**Records supplied:**
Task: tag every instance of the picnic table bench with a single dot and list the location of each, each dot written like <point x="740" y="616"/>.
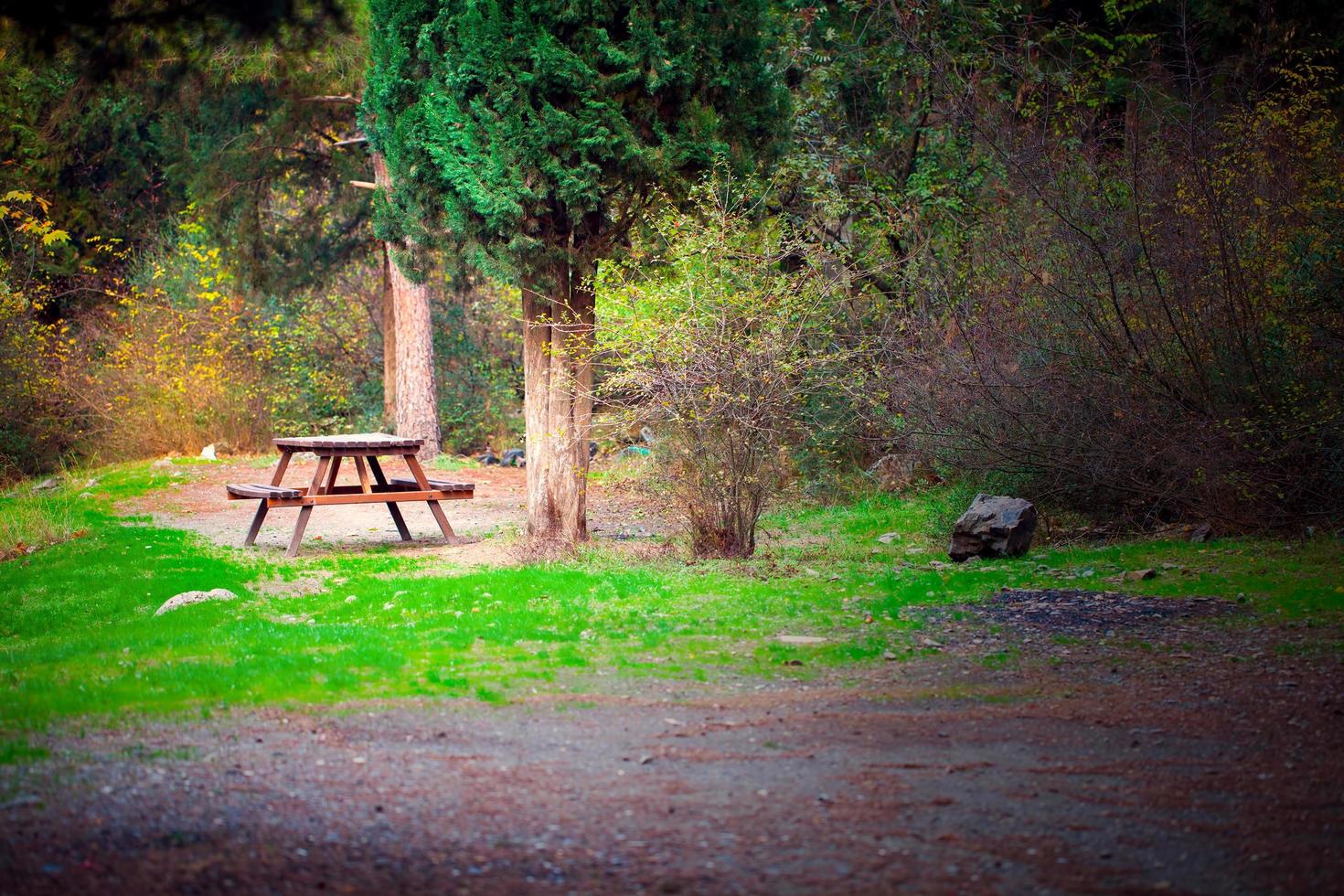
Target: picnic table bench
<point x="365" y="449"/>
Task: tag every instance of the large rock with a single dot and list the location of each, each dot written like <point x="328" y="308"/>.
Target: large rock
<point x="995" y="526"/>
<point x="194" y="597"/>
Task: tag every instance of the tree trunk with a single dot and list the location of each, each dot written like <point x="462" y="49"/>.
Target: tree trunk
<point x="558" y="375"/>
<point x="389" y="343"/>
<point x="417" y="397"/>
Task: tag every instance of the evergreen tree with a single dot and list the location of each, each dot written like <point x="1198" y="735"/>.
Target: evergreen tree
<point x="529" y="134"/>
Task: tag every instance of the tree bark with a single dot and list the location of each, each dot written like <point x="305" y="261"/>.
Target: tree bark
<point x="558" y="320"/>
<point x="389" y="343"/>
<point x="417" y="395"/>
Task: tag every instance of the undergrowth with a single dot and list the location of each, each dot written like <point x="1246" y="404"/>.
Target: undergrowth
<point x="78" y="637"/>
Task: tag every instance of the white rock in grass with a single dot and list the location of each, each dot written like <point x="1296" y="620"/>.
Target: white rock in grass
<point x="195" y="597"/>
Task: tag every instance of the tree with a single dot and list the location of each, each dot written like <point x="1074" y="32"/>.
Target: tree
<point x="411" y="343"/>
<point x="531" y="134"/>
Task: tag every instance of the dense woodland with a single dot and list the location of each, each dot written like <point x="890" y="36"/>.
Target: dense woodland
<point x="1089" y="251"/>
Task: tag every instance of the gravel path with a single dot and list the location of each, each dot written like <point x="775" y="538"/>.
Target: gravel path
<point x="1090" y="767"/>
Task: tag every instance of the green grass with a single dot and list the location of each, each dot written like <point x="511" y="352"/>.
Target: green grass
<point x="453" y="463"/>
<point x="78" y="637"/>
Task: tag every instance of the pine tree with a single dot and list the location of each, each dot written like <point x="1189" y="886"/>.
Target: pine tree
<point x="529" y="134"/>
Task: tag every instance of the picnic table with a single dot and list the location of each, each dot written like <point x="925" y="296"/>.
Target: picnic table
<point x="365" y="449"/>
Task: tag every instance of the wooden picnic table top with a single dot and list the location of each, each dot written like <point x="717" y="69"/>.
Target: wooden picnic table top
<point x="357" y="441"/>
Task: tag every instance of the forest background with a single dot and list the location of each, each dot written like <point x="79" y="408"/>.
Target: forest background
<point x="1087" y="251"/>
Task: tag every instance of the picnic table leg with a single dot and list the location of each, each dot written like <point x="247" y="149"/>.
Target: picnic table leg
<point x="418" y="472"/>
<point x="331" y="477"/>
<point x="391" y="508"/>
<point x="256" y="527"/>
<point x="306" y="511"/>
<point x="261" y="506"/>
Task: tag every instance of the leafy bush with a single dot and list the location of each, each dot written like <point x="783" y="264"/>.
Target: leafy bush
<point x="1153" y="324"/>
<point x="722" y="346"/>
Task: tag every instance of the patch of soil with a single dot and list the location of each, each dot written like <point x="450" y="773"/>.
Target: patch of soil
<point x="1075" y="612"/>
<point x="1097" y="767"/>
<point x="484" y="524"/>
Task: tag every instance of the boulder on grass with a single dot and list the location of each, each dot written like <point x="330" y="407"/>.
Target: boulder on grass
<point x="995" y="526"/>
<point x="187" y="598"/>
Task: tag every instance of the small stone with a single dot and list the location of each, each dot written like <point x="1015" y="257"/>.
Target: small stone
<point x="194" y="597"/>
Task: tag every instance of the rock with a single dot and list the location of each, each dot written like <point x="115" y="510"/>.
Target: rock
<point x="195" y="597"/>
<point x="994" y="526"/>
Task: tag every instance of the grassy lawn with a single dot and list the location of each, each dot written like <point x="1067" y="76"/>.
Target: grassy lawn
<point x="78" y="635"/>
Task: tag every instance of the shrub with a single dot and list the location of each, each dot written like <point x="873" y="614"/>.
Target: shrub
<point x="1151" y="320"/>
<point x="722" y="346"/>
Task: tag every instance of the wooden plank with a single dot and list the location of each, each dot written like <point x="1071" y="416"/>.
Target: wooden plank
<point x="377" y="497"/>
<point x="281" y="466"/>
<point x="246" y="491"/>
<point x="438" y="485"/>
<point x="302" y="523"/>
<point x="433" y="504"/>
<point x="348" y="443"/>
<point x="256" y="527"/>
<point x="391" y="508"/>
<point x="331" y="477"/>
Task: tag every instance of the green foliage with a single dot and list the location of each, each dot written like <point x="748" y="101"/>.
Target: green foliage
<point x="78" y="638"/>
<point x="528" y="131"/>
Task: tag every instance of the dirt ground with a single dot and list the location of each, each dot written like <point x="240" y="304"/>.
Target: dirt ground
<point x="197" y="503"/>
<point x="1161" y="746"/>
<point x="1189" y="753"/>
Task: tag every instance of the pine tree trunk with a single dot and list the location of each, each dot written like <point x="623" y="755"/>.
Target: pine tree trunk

**Assignment:**
The response should reproduce all the material above exactly and leave out its pictures.

**Written solution:**
Task: tag every instance of the picnic table bench with a single dot and list the location of each, each dot written like <point x="740" y="616"/>.
Target: picnic table bench
<point x="365" y="449"/>
Task: tag every instance of the large rock with a single dot and list the location of each, each dot written like <point x="328" y="308"/>.
Target: large rock
<point x="995" y="526"/>
<point x="194" y="597"/>
Task: tag every instance of the tree trunk with a single dot and list the location of each, each dot written like <point x="462" y="49"/>.
Target: tree trunk
<point x="558" y="375"/>
<point x="389" y="343"/>
<point x="417" y="397"/>
Task: tag every instance of the evergreen tree with a single dot and list the location of each, each dot written like <point x="1198" y="735"/>.
Target: evergreen tree
<point x="529" y="134"/>
Task: tag every instance of the tree bark with a single dot and list the location of each, each dot written like <point x="305" y="261"/>.
Target: tree bark
<point x="558" y="320"/>
<point x="389" y="343"/>
<point x="417" y="395"/>
Task: tag every instance of the undergrowth with a single dot and list the location of each, each dot written like <point x="1246" y="404"/>.
Target: undergrowth
<point x="78" y="637"/>
Task: tag every instance of the white rock in grass with a single dot and list the location of each, each dot written like <point x="1296" y="620"/>.
Target: white rock in grass
<point x="195" y="597"/>
Task: tag every instance of the tree with a single dot and list the location of each, each dot written like <point x="1074" y="32"/>.
Target: tree
<point x="411" y="343"/>
<point x="531" y="134"/>
Task: tag every instance of the dense woodland with a single dot and list the location of each, each dot written like <point x="890" y="36"/>.
Target: dense woodland
<point x="1089" y="251"/>
Task: tag every instance of the gravel path with a single dot and list the location of each, each dot written like <point x="775" y="538"/>.
Target: gravel path
<point x="1090" y="767"/>
Task: tag every instance of the green grass with a single dot and list the location of each, each dot written like <point x="511" y="352"/>.
Target: green grass
<point x="453" y="463"/>
<point x="78" y="637"/>
Task: tag every instance of the pine tree with a single dot and list the location of each, each dot written like <point x="1189" y="886"/>.
Target: pine tree
<point x="529" y="134"/>
Task: tag every instance of the picnic table with a single dot and list the location of each, each dot written like <point x="925" y="296"/>.
Target: picnic table
<point x="365" y="449"/>
Task: tag every instance of the wooden picnic table top with a single dot and list the location of each, each dot written like <point x="717" y="69"/>.
Target: wooden picnic table top
<point x="357" y="441"/>
Task: tag every instance of the forest background with a single dot and list the location of each, each dot written like <point x="79" y="408"/>.
Target: forest background
<point x="1087" y="251"/>
Task: tag every instance of the picnic table leg with a single dot and list the location of each, each dot written like <point x="247" y="149"/>.
Target: picnic table leg
<point x="418" y="472"/>
<point x="331" y="477"/>
<point x="391" y="508"/>
<point x="256" y="527"/>
<point x="306" y="511"/>
<point x="261" y="506"/>
Task: tag every instance of the leafy bush with a single dot and list the location of each, each dot written like <point x="783" y="264"/>.
Target: leafy bush
<point x="1153" y="324"/>
<point x="722" y="346"/>
Task: tag every instance of the patch of soil with a single dot and list the location of each, each dot written like <point x="450" y="773"/>.
Target: patch of soil
<point x="1075" y="612"/>
<point x="1097" y="767"/>
<point x="484" y="524"/>
Task: tag every instance of the boulder on grass with a single dot and list the location of each, each dot written like <point x="330" y="407"/>.
Target: boulder on grass
<point x="995" y="526"/>
<point x="187" y="598"/>
Task: tag every instance of the small stone with a single dot and list the location of each, each dot written like <point x="1015" y="257"/>.
Target: small stone
<point x="194" y="597"/>
Task: tag every instance of the rock with a single dot and list the location of each, each dot written like <point x="115" y="510"/>.
Target: rock
<point x="195" y="597"/>
<point x="994" y="526"/>
Task: tag every instance of the grassy lawn with a single dot and list the location of each, each dot written like <point x="1067" y="76"/>.
Target: grassy lawn
<point x="78" y="635"/>
Task: tag every instance of the shrub with a single dot and list the location of each, each dot written like <point x="873" y="614"/>.
Target: shrub
<point x="1151" y="320"/>
<point x="722" y="346"/>
Task: tag every instance of the wooden plank with a single dot and list the location of each, each dot written like <point x="1071" y="416"/>.
Target: wooden plank
<point x="377" y="497"/>
<point x="281" y="466"/>
<point x="246" y="491"/>
<point x="438" y="485"/>
<point x="302" y="523"/>
<point x="433" y="504"/>
<point x="348" y="443"/>
<point x="256" y="527"/>
<point x="391" y="508"/>
<point x="331" y="477"/>
Task: tag every instance of the green foliage with a single dot and list the location of each, each dot written like <point x="748" y="101"/>.
Target: green foliage
<point x="78" y="638"/>
<point x="528" y="131"/>
Task: tag every instance of the dirt ground with a single dot and list the location of each, each dot written like <point x="240" y="304"/>.
Target: dirt ground
<point x="197" y="503"/>
<point x="1161" y="746"/>
<point x="1189" y="753"/>
Task: tag every instance of the pine tree trunk with a single dot and list the location of each, each dot written like <point x="623" y="755"/>.
Target: pine tree trunk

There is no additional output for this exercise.